[Texto del documento]
· · · · ·
Opinión
Estar en el patio trasero tiene sus ventajas
Es una ventaja, ahora que nos debatimos entre complejas circunstancias.
Una actitud común en estos días es que algunos jefes de Estado afirman que no saben nada sobre un hecho que les pueda generar críticas, ya que este es responsabilidad de sus incapaces asesores. Sin embargo, con frecuencia eso pasa desapercibido para muchos, ya que “no hay peor ciego que el que no quiere ver”.
Uno de los principios más conocidos es que el jefe de un gobierno, el director de una entidad, un alcalde, un gobernador o el gerente de una empresa, es el responsable de lo que hagan o dejen de hacer los que están bajo su mando, con todas las consecuencias que eso le pueda acarrear.
· · · · ·
[Datos proporcionados]
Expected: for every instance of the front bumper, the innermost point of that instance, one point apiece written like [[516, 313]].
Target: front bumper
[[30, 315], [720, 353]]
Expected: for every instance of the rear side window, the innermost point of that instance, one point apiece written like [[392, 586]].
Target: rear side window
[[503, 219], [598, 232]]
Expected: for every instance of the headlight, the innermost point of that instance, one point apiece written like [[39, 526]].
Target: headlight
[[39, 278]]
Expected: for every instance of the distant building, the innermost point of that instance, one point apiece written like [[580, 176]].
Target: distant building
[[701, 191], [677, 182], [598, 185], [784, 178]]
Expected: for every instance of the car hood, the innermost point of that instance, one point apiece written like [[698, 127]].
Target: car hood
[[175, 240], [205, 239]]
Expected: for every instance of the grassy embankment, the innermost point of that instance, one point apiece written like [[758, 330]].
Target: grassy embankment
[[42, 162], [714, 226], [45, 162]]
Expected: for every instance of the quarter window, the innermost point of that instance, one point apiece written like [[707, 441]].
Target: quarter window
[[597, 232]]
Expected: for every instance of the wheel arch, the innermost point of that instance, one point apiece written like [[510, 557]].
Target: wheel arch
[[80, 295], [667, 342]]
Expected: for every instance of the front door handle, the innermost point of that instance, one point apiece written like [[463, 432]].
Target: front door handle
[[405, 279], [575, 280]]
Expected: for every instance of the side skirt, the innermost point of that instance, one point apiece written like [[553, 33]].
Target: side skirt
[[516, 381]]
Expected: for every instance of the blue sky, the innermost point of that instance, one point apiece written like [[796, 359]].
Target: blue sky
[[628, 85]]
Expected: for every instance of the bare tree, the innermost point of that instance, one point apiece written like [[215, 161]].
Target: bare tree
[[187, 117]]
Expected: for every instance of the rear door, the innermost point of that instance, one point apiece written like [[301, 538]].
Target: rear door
· · · · ·
[Problema breve 1] Enumera los cargos que el artículo de opinión señala como responsables de lo que hagan o dejen de hacer quienes están bajo su mando.
[Problema breve 2] Devuelve tal cual el pasaje del artículo de opinión que comienza con "Uno de los principios" y sigue hasta "le pueda acarrear.".
El listado es un material independiente del artículo de opinión.

[Solución del ejercicio 1]
- El jefe de un gobierno
- El director de una entidad
- Un alcalde
- Un gobernador
- El gerente de una empresa

[Solución del ejercicio 2]
Uno de los principios más conocidos es que el jefe de un gobierno, el director de una entidad, un alcalde, un gobernador o el gerente de una empresa, es el responsable de lo que hagan o dejen de hacer los que están bajo su mando, con todas las consecuencias que eso le pueda acarrear.